Rewrite every line from the one containing "point: the scattered" down to the end of the records, requests included. Multiply each point coordinate in the answers by 2.1, round to whole numbers with halves rounded up, and leave out the pictures.

— Start RECORDS SHOWN —

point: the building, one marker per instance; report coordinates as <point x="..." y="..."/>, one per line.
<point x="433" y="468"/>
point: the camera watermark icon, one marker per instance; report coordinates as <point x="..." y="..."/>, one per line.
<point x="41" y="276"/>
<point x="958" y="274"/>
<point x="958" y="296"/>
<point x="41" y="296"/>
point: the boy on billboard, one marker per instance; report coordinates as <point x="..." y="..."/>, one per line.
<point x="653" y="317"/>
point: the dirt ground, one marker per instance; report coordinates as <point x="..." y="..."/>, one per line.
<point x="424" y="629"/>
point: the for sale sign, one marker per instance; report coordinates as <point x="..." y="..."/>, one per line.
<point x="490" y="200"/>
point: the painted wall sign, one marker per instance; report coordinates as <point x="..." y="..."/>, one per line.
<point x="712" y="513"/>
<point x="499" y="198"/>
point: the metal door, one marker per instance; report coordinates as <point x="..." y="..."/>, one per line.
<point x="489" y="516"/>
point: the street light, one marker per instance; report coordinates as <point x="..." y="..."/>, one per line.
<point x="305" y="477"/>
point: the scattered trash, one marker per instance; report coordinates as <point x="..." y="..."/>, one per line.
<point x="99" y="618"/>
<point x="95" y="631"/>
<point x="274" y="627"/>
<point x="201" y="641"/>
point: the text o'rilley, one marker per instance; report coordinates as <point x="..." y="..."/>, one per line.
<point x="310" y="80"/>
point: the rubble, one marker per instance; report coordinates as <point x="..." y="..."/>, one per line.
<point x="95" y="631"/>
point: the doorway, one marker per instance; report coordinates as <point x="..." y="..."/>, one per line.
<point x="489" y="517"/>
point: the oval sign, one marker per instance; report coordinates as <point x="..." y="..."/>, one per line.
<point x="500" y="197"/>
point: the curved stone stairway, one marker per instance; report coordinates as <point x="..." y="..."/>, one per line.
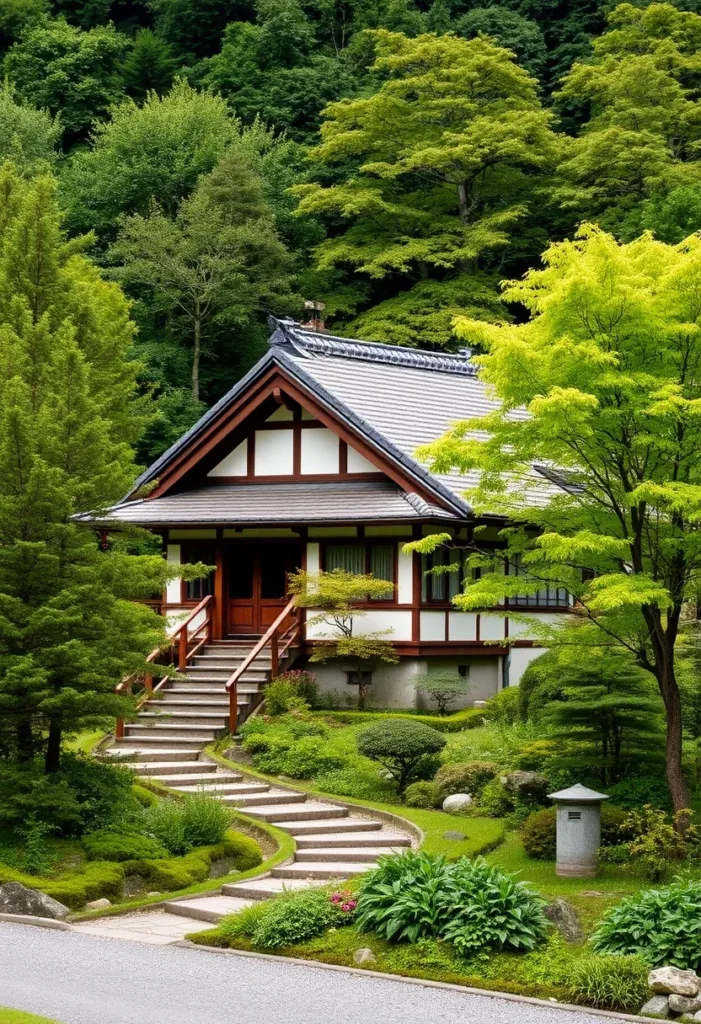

— End RECORDS SHOWN —

RESULT OF THE EXERCISE:
point: the scattered trash, one marker per instance; report coordinates as <point x="..." y="..."/>, one per line.
<point x="208" y="1298"/>
<point x="200" y="1325"/>
<point x="575" y="1317"/>
<point x="422" y="1346"/>
point: the text o'rilley, one marker per instance; report coordinates as <point x="..." y="..."/>, one per line.
<point x="651" y="168"/>
point: the rubble, one marker per instance; report coordinates as <point x="..." y="..."/>, one per line.
<point x="200" y="1325"/>
point: the doorway, one marker per instance; report coordinates as <point x="..." y="..."/>, one per line.
<point x="1027" y="1086"/>
point: the oval sign, one marker per instance; report coordinates as <point x="..." y="..."/>, one per line.
<point x="1050" y="414"/>
point: the curved stone stairway, one marker per instance; report coordinates as <point x="..." y="..."/>, one per line.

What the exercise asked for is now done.